__AIM OF THE TASK__:
In the blog post below about money as layers, why does the writer suggest that the bottom layer of the economy should be made up of real goods and services? Answer in one to three sentences.

__READING PASSAGE__:
────

JP Koning has written a thought-provoking post on the monetary system ("Money as layers"). (Based on the dozen or so posts I've read from him earlier, JP strikes me as a thoughtful, balanced writer who comes up with interesting, and often out-of-the-ordinary, topics. I've learned a lot from him. Johan, thanks for notifying me of this latest post of JP's!)
JP uses the layered structure of dreams from the film Inception as a metaphor for our monetary system. He says:
Like Inception, our monetary system is a layer upon a layer upon a layer. Anyone who withdraws cash at an ATM is 'kicking' back into the underlying central bank layer from the banking layer; depositing cash is like sedating oneself back into the overlying banking layer.
Monetary history a story of how these layers have evolved over time. The original bottom layer was comprised of gold and silver coins. On top this base, banks erected the banknote layer; bits of paper which could be redeemed with gold coin. The next layer to develop was the deposit layer; non-tangible book entries that could be transferred by order from one person to another. Bank customers could "kick" out of their deposits and back into banknotes, and then kick out of banknotes into coin. Conversely, they could sedate themselves from coin into notes and finally deposits.
(Note the terms 'sedate' and 'kick', as I'm going to use those when I build on JP's idea. 'Sedating' is moving further away from the bottom layer, while 'kicking' is moving towards the bottom layer.)
If we take reality to be the bottom layer in Inception, then it would make sense to have the bottom layer in our economy comprise of real goods and services. We can call it the real layer. JP only talks about the bottom, or foundation, layer of the monetary system – not the economy. To him that bottom layer used to be the precious metals (to me this is different from gold and/or silver coins, although JP seems to mix these together?) and is nowadays banknotes issued by the central bank.

────

__ROWS__:
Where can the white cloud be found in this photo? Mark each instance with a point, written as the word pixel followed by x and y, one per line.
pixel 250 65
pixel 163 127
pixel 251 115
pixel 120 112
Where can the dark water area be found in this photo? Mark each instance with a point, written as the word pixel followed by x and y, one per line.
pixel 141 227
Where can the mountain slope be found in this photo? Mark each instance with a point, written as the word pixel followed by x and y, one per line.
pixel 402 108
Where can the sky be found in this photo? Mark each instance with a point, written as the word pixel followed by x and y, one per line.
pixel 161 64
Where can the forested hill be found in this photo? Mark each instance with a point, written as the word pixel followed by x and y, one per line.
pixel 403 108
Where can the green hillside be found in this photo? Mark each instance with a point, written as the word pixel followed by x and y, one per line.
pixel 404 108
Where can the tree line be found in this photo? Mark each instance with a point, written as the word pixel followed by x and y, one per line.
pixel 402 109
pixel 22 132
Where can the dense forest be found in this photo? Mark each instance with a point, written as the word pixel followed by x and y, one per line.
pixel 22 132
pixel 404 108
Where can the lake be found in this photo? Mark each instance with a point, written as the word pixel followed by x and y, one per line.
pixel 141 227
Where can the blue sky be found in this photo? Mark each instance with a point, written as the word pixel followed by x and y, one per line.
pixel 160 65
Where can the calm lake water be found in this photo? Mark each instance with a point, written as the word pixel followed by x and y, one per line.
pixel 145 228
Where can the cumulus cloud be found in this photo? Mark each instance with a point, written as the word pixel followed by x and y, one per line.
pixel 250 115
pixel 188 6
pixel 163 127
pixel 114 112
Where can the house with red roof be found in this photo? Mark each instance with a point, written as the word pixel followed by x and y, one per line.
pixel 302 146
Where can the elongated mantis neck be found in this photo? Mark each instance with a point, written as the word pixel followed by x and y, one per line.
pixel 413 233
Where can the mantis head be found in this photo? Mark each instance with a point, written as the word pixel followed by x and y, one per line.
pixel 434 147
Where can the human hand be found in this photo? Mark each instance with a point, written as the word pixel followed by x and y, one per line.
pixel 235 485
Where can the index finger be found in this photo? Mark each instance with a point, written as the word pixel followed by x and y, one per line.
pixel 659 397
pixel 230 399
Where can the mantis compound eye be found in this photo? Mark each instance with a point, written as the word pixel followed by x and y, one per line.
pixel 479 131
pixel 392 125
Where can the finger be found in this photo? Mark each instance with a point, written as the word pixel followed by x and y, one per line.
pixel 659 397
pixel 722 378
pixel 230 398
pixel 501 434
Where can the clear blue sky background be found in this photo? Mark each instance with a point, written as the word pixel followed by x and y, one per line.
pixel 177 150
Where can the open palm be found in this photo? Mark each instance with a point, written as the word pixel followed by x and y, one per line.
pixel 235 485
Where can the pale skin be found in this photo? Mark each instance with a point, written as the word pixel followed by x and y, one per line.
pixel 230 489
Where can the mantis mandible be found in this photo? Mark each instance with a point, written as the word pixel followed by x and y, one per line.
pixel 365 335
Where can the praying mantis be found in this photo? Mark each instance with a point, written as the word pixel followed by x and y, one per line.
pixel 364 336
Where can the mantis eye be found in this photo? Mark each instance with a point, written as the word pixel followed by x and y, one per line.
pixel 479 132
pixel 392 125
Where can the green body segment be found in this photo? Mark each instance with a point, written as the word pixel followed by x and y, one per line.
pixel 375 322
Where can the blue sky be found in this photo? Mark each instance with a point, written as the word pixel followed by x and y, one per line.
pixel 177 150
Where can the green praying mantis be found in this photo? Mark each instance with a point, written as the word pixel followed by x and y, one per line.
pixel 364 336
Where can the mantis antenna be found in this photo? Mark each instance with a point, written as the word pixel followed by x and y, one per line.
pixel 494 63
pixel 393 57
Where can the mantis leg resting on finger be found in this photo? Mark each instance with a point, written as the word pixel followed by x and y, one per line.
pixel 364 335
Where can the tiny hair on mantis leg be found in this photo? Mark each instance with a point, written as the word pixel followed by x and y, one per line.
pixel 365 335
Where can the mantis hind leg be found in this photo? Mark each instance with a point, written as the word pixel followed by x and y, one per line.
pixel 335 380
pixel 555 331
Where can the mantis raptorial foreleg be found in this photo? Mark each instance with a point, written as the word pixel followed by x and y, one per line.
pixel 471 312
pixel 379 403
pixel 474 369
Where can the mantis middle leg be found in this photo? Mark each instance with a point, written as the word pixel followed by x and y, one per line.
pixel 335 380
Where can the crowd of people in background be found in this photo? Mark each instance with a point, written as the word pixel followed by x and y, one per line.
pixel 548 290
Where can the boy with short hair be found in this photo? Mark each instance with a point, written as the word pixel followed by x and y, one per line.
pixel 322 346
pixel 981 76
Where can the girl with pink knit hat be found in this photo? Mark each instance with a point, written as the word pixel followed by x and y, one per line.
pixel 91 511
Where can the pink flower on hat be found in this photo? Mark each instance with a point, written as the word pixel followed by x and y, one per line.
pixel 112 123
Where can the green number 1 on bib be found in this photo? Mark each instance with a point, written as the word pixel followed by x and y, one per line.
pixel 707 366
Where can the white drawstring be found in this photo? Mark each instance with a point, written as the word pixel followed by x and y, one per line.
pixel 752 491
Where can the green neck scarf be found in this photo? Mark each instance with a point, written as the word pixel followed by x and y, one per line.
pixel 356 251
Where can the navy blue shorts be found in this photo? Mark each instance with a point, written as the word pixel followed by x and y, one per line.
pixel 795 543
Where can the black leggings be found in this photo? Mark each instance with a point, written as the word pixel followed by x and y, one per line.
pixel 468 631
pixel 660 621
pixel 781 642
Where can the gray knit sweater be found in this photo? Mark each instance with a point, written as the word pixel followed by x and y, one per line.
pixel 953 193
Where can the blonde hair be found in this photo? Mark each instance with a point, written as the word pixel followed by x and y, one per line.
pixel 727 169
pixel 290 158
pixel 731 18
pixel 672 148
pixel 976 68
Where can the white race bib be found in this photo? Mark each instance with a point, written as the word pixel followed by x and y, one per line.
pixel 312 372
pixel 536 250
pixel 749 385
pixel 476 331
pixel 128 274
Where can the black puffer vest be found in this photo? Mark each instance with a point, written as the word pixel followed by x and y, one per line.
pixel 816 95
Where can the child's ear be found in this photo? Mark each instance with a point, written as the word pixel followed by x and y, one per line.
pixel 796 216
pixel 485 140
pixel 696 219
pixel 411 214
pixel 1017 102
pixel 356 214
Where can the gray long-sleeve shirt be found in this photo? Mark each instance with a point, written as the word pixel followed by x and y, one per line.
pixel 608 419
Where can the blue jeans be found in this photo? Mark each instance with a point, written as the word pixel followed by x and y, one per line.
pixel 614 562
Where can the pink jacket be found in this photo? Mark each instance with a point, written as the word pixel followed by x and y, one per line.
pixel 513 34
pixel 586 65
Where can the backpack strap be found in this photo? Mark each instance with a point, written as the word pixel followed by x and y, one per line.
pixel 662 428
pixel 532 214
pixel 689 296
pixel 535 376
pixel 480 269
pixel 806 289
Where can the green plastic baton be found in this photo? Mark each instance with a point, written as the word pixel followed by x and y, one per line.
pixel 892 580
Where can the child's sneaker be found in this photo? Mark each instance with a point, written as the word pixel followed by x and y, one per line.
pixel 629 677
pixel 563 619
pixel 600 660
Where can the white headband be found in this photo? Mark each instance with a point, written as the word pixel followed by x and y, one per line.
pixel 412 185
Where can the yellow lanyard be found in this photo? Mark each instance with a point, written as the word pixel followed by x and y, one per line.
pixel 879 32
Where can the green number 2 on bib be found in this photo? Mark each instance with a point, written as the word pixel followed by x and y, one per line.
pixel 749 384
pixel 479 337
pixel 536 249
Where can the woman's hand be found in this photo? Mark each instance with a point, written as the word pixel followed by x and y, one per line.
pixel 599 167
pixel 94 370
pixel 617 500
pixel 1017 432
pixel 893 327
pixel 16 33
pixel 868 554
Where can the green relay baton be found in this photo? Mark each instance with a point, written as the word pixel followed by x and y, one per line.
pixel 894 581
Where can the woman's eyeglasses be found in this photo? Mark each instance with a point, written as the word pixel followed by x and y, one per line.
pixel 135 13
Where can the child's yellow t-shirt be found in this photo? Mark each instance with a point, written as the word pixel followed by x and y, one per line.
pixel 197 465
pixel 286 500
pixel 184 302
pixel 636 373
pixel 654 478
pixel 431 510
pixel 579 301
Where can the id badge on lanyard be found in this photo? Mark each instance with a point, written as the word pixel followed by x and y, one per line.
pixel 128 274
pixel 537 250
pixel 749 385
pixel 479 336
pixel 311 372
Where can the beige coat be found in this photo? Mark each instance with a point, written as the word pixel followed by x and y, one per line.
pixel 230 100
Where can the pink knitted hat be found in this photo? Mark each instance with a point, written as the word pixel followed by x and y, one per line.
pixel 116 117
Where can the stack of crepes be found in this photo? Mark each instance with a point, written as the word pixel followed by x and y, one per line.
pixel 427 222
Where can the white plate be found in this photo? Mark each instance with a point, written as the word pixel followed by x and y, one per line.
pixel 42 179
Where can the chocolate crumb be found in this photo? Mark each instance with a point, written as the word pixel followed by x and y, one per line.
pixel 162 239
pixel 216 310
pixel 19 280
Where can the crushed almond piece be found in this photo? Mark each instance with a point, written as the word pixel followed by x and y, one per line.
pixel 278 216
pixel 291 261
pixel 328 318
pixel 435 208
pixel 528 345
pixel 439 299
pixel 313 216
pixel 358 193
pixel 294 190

────

__ANSWER__:
The writer takes reality to be the bottom layer in the dreams of Inception. Following that comparison, it makes sense for the economy's bottom layer to be real goods and services, which the writer calls the real layer.